Iraq, ph © Andreja Restek

Insieme ad altri ecclesiastici, Padre Jalal cerca di ricostruire la città che fino a poco tempo fa era una città fantasma, distrutta durante la fuga dai terroristi del Daesh. Soprattutto però, cerca di dare una speranza per il futuro ai suoi concittadini. 

Padre Jalal ha studiato e vissuto in Italia per quasi 20 anni ed è tornato in Iraq nel periodo più difficile, durante l’arrivo dell’ISIS, perché racconta “è qui che le persone avevano bisogno di me”.

“Quando sono arrivati quelli dell’ISIS le famiglie sono fuggite a Erbil e quando tutti sono andati via alla fine sono partito anch’io. La città, che era diventata sede dei terroristi e delle loro famiglie, adesso sta riprendendo vita dalla distruzione, e le ferite fisiche sono ogni giorno meno visibili “, racconta padre Jalal.

Nel corso dell’occupazione le case dei cristiani sono diventate abitazioni delle famiglie del Daesh, che durante la fuga le hanno distrutte, saccheggiate e bruciate, lasciando molte trappole esplosive al loro interno, trappole che si trovano anche in giro per la città. Al loro ritorno gli abitanti hanno trovato distrutta la città, che adesso, grazie alla Chiesa e ai donatori privati, ha ripreso vita. Ma l’incertezza e la paura non hanno abbandonato la comunità dei cristiani. Si avvertono anche forti tentativi di islamizzazione della regione storicamente cristiana, con tentativi di acquisire le terre delle famiglie cristiane oppure con tentativi di matrimoni con ragazze cristiane che successivamente devono convertirsi all’islam.

VOCI FORNITE:
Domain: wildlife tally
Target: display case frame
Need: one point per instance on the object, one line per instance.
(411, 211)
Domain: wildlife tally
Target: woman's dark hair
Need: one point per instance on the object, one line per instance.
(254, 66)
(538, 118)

==

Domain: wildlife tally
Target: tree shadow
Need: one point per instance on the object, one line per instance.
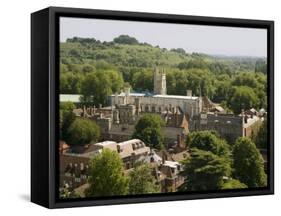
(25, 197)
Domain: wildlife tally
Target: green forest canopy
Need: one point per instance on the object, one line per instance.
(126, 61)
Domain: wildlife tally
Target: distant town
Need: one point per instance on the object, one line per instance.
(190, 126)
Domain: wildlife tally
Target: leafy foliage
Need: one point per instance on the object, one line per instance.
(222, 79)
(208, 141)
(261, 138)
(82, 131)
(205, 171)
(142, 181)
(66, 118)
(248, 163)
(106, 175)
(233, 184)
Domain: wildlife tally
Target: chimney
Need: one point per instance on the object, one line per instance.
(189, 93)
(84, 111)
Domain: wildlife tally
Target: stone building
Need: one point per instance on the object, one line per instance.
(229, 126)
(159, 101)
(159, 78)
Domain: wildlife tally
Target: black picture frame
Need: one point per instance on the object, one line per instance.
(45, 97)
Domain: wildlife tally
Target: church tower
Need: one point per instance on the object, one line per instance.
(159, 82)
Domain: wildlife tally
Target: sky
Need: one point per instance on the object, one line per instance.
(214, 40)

...

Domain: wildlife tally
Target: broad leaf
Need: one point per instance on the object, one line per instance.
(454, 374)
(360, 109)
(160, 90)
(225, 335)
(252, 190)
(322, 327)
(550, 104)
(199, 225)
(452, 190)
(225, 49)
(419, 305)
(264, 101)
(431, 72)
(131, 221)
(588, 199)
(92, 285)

COMPITO A: Traduci in inglese questa frase del testo su Padre Jalal: "Ma l’incertezza e la paura non hanno abbandonato la comunità dei cristiani."
COMPITO B: Riporta fedelmente il passo del testo su Padre Jalal che va da "Padre Jalal ha" fino a "racconta padre Jalal.".
COMPITO C: Prosegui il testo su Padre Jalal a partire dalla sua ultima frase.

RISPOSTA A: But uncertainty and fear have not left the Christian community.

RISPOSTA B:
Padre Jalal ha studiato e vissuto in Italia per quasi 20 anni ed è tornato in Iraq nel periodo più difficile, durante l’arrivo dell’ISIS, perché racconta “è qui che le persone avevano bisogno di me”.

“Quando sono arrivati quelli dell’ISIS le famiglie sono fuggite a Erbil e quando tutti sono andati via alla fine sono partito anch’io. La città, che era diventata sede dei terroristi e delle loro famiglie, adesso sta riprendendo vita dalla distruzione, e le ferite fisiche sono ogni giorno meno visibili “, racconta padre Jalal.

RISPOSTA C:
Le persone gradualmente stanno tornando e si cerca di cancellare i segni della distruzione degli ultimi anni. Un percorso lungo, dopo gli anni passati, in cui gli abitanti possono cercare di curare le ferite interne, e per cui padre Jalal è la loro unica guida e speranza.

Tutto questo è possibile anche grazie al dipartimento per la ricostruzione della città gestito da Don Giorgio Jahola, un altro sacerdote Siro cattolico, che grazie al suo progetto ambizioso è riuscito a ricostruire il 50% della città. L’idea è nata semplicemente osservando una vecchia cartina satellitare. “Dopo la liberazione abbiamo formato una squadra di volontari che in 15 giorni ha fotografato 7400 abitazioni, per aver un’idea dei danni subiti. L’accesso era difficile, non c’era acqua né luce, molte bombe inesplose erano ancora nelle abitazioni” racconta padre Jahola.

Iraq, ph © Andreja Restek

“Abbiamo diviso la città in 10 zone, così gli architetti hanno potuto valutare i danneggiamenti delle case, dividendo tutto in tre categorie e hanno fatto preventivi per la ricostruzione. C’è ancora molto da fare, ed il governo non partecipa alla spesa per la ricostruzione: tutto quello che è stato fatto fino ad oggi è stato possibile grazie alle donazioni dei privati e della chiesa”.

Le persone del posto attualmente lavorano nel settore della ricostruzione, poca agricoltura e commercio, ma il lavoro scarseggia e sfamare la famiglia non è facile. Ci sono inoltre molti problemi legati alla sanità perché quella pubblica funziona ma è discriminatoria nei confronti dei cristiani del territorio. I problemi legati alla salute sono seri, compresi tumori e malformazioni, al cui sviluppo hanno contribuito le guerre combattute nel Paese durante gli ultimi anni.

Durante questi due anni si sono formate le milizie che hanno combattuto, insieme ai Peshmerga, per liberare la zona, come la NUP (Niniveh Protection Unit), presenti oggi ai molti posti di bocco a sorvegliare le città.

Gli abitanti raccontano di sentirsi trascurati dal governo centrale perché esso è debole, perché servirebbe una politica forte per un processo di ricostruzione delle aree distrutte, al quale per ora appunto stanno contribuendo solo la Chiesa e i donatori privati, e serve una mediazione forte tra i diversi gruppi che garantirebbe una pace duratura, altrimenti tutto ciò potrebbe diventare di nuovo un terreno fertile per scatenare altri conflitti settari e religiosi.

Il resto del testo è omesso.